Exercise brief:
In the income tax comments, retype the passage starting at "I have two very" and ending at "than they withheld.", keeping every word and mark the same.

Excerpt:

    I have two very close family members with taxable income in the mid 50s. One paid about $8K in taxes and the other RECEIVED $1K from the government. Let me clarify…that second family member, who is actually well off, paid NEGATIVE taxes this year. I’m not talking just a refund here. I’m talking getting back more than they withheld.
    The system is really messed up. I’d like to see it gradually replaced with a national sales tax, with exemptions for food, housing (within limits), and medical care. Stop taxing income and savings and start taxing consumption.

  6. You are complaining about people not paying any federal income taxes, and you want to eliminate the mortgage interest deduction? I happen to agree with you, but that deduction heavily favors the *upper* half of earners — you know, the ones with big mortgages.
    You do realize that income taxes on high-income earners are at 50-year lows? Check out the 1960 – 2010 graph at http://www.nytimes.com/imagepages/2012/04/13/opinion/sunday/0415web-leonhardt.html?ref=sunday-review
    This long drop in the tax rates is one of the big reasons we have such a large national debt.

Recorded information:
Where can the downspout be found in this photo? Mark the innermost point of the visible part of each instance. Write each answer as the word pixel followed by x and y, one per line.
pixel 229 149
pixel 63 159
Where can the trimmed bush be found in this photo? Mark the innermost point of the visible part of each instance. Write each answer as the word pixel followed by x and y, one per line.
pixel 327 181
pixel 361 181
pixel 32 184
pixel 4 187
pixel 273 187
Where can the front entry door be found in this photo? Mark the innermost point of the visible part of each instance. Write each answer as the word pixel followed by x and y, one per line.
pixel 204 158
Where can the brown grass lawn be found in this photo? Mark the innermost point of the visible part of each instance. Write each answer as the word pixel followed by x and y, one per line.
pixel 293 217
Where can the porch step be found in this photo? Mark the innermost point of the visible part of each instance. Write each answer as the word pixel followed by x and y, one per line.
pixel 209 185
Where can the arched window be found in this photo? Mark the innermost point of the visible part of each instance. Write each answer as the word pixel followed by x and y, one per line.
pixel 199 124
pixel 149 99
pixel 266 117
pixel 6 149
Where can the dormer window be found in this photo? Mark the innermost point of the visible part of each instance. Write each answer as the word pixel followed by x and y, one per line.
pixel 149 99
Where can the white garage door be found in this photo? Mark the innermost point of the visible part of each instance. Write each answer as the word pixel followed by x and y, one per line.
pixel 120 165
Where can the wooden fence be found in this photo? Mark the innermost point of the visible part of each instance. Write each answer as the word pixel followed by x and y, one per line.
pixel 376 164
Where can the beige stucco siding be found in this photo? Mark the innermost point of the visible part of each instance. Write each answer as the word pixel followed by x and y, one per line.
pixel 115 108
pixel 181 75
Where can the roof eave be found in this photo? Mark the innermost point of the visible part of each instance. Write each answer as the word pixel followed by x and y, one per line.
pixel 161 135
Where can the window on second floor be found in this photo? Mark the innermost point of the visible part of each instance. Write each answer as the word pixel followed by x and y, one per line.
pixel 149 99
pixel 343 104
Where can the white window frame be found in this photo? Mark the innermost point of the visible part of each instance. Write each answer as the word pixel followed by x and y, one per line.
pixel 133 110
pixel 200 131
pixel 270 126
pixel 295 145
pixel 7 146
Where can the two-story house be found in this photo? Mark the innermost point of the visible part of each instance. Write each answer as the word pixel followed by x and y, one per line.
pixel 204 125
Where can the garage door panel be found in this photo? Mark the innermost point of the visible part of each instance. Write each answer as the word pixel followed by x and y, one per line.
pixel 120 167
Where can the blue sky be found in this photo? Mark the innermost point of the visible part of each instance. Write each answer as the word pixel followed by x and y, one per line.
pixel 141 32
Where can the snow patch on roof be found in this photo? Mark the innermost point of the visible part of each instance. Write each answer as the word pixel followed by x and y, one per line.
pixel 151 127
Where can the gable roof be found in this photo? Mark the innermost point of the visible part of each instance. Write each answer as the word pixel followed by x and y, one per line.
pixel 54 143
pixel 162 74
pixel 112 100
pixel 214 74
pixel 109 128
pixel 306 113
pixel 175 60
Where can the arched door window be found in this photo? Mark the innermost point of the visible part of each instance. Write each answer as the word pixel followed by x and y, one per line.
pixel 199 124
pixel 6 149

Exercise solution:
I have two very close family members with taxable income in the mid 50s. One paid about $8K in taxes and the other RECEIVED $1K from the government. Let me clarify…that second family member, who is actually well off, paid NEGATIVE taxes this year. I’m not talking just a refund here. I’m talking getting back more than they withheld.